* [Problem details]:
Copy out everything from the start of the listing below down to the line containing "box: [93, 233, 1129, 828]", including that line. Keep every character unchanged.

* [Information shown]:
○ ○ ○ ○
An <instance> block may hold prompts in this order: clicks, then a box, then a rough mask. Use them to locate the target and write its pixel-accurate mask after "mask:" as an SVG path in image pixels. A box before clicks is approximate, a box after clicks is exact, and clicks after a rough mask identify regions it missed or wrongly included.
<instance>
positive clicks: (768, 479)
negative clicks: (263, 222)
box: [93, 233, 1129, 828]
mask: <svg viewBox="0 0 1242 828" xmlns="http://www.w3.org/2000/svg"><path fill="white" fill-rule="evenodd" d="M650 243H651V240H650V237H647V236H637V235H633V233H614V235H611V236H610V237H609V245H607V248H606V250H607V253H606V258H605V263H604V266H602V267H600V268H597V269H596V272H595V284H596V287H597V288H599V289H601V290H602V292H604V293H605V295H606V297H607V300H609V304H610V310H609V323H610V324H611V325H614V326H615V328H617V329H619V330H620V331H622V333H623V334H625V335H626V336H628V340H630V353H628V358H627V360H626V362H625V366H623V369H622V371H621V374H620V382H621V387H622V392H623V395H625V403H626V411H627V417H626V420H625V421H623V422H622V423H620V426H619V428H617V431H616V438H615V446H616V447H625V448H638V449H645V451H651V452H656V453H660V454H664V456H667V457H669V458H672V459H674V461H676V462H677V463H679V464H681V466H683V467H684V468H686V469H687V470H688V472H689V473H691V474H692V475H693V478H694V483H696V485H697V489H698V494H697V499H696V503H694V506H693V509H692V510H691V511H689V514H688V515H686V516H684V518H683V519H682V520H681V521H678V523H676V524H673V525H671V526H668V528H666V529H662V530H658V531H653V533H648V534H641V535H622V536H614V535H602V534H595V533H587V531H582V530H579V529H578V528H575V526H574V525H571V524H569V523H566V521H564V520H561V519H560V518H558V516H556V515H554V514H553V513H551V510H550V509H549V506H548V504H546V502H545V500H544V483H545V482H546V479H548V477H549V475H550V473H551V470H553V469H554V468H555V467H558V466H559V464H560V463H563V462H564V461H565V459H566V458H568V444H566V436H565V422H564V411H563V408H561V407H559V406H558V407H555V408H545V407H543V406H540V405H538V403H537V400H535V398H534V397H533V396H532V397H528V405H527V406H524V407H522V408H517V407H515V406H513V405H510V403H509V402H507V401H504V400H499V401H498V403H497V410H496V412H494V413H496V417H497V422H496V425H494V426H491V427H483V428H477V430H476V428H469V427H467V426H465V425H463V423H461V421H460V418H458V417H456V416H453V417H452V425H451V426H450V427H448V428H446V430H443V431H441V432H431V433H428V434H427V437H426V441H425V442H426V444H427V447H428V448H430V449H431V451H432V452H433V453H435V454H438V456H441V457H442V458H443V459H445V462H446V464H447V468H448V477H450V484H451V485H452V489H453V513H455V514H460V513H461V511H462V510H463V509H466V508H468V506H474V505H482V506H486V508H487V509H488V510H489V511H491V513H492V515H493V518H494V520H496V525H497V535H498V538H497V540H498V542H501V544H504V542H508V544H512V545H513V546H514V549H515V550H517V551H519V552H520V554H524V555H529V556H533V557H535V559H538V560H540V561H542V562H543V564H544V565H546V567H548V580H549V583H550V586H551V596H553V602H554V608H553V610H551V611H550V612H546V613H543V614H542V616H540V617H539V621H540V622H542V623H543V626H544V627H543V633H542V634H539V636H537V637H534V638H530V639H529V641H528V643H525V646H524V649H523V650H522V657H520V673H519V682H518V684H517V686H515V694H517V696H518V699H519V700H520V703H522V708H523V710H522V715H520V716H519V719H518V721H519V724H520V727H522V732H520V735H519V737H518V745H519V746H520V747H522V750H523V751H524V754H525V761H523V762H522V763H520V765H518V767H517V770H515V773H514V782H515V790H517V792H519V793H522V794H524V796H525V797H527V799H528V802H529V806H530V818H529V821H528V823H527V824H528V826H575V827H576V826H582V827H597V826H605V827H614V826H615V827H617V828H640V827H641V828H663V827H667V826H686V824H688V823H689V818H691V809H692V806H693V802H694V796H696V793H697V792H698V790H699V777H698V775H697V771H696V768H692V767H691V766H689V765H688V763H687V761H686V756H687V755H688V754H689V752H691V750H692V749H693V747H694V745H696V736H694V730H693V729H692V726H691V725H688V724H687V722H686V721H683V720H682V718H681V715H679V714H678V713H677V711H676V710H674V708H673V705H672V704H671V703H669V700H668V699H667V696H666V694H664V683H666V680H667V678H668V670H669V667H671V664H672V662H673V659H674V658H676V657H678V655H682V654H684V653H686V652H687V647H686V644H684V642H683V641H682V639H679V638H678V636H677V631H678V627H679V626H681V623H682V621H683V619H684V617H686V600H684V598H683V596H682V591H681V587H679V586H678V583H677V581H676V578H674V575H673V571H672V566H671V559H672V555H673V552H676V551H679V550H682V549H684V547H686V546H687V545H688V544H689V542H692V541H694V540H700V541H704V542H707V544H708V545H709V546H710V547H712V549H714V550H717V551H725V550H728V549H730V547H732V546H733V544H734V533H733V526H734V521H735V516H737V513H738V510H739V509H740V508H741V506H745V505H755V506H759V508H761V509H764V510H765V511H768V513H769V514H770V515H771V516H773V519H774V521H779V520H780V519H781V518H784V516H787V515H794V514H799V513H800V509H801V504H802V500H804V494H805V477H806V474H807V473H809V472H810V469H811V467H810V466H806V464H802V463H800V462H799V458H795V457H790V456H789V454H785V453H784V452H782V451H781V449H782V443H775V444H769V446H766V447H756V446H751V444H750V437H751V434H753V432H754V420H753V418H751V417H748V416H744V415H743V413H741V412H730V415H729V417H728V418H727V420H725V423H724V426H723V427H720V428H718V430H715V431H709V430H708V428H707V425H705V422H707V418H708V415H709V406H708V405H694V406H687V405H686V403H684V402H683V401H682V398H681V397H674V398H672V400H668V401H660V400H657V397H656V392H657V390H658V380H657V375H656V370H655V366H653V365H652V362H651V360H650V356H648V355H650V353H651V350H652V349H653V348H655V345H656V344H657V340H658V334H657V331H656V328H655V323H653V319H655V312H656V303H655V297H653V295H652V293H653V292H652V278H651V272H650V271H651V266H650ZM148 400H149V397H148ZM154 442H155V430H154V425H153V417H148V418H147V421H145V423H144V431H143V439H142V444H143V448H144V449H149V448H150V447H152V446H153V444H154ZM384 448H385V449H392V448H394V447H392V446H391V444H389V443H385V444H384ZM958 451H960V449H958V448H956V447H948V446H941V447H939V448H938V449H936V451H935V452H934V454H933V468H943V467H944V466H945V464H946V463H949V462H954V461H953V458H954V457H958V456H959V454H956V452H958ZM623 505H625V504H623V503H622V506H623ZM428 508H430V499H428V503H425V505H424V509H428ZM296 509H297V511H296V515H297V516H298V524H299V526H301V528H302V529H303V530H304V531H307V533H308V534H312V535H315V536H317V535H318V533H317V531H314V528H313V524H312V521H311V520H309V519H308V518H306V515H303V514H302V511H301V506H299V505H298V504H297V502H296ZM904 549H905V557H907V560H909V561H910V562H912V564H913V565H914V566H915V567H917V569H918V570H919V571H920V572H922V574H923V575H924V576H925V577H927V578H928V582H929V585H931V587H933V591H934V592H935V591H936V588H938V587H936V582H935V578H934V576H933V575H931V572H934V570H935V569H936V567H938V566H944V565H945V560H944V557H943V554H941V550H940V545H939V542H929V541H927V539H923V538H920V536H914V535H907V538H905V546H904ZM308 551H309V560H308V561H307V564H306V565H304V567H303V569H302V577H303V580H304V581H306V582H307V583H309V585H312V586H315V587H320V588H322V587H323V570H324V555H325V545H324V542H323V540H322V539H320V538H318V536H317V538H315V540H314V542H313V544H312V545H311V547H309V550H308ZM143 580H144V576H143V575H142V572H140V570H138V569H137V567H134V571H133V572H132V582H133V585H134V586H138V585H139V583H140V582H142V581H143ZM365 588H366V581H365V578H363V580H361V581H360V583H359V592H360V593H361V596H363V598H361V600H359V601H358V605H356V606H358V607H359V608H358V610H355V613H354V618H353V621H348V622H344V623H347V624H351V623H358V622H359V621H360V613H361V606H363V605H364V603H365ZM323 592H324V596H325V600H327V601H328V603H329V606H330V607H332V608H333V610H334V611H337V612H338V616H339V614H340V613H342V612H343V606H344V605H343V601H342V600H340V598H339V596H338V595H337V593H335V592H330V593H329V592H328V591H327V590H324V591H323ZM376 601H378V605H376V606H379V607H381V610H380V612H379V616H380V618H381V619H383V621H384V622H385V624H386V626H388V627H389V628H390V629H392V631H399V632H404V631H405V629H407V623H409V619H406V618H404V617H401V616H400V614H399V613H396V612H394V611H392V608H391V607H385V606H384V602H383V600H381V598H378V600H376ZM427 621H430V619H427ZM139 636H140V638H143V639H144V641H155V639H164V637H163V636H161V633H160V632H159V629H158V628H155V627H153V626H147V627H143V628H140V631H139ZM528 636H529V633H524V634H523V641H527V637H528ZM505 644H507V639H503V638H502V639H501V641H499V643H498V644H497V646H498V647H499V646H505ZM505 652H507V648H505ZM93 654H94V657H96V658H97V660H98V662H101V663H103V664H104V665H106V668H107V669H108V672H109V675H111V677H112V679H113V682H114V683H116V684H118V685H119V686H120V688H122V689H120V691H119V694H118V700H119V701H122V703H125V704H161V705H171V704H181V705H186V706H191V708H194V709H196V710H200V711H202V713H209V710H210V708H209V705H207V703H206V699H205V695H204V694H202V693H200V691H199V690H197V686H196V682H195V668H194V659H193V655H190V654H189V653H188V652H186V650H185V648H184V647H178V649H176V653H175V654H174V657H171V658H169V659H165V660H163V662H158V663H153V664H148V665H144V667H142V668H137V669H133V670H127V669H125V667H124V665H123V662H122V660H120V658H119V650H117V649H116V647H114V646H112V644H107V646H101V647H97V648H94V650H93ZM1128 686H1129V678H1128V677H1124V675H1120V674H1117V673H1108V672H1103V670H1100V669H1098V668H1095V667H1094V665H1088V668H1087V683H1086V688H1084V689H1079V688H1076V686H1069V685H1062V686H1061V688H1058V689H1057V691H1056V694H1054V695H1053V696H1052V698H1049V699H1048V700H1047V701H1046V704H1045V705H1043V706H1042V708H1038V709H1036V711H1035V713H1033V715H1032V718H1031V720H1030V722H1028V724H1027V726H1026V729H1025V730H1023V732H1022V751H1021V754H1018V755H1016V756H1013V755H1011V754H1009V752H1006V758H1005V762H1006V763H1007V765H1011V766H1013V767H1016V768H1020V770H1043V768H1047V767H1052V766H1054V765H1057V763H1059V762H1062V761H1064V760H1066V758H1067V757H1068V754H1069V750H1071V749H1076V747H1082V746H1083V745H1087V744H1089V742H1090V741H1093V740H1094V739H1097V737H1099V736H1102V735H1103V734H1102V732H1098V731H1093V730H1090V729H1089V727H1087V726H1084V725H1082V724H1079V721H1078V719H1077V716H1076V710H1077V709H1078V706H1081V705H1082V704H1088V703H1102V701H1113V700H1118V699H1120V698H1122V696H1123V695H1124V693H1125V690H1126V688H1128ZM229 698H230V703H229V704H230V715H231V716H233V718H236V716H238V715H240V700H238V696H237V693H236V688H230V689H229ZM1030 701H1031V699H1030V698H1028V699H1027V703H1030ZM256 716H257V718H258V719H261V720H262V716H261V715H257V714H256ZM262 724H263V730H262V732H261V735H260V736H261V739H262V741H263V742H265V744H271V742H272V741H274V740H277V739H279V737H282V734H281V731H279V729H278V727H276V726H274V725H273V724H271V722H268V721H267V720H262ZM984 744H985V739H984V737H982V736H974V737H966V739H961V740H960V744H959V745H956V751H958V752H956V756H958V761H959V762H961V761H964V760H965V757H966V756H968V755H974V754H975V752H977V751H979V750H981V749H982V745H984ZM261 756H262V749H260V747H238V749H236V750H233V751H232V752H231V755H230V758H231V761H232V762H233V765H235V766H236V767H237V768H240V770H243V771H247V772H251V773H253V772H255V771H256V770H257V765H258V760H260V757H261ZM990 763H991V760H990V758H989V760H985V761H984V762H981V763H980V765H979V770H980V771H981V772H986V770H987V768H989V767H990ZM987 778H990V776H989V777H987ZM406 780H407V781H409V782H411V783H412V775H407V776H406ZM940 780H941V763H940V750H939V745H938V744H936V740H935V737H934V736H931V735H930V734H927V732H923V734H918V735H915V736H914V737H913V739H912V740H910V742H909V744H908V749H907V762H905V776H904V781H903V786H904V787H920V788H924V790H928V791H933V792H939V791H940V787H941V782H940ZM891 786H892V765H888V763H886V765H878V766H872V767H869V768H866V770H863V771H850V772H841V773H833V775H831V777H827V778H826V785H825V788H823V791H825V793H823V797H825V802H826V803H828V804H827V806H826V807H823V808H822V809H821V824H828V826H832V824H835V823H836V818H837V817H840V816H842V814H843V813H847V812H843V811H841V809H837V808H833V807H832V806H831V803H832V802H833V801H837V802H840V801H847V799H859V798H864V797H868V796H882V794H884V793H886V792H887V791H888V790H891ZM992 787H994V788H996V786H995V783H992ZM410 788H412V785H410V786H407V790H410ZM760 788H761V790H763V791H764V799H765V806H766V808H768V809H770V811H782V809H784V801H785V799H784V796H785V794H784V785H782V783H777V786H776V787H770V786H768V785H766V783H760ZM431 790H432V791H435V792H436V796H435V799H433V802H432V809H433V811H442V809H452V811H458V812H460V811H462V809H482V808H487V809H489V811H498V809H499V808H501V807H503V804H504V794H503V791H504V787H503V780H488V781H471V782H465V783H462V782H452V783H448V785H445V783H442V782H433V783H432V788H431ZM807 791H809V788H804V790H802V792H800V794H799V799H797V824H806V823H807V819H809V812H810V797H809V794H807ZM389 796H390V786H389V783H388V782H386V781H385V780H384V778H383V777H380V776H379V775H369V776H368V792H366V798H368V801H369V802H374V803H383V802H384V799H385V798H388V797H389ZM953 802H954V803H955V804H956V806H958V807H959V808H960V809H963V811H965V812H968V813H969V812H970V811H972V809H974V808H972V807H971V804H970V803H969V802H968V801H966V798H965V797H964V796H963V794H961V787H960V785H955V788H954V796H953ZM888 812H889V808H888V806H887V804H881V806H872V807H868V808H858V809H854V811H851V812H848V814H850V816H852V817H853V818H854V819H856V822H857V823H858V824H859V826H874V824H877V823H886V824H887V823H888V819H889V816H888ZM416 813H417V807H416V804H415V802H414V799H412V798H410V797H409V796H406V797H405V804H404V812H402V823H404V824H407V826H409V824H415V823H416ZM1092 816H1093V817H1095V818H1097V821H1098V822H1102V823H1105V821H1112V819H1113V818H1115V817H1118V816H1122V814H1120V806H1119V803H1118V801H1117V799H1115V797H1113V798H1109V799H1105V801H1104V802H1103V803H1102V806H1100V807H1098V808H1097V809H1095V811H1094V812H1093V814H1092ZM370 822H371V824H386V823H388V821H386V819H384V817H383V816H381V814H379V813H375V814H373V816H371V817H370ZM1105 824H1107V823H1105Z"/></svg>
○ ○ ○ ○
* [Response to this exercise]:
An <instance> block may hold prompts in this order: clicks, then a box, then a rough mask. Use them to locate the target and write its pixel-accurate mask after "mask:" as an SVG path in image pixels. A box before clicks is approximate, a box after clicks is exact, and clicks after a rough mask identify regions it missed or wrongly included.
<instance>
positive clicks: (768, 479)
negative clicks: (263, 222)
box: [93, 233, 1129, 828]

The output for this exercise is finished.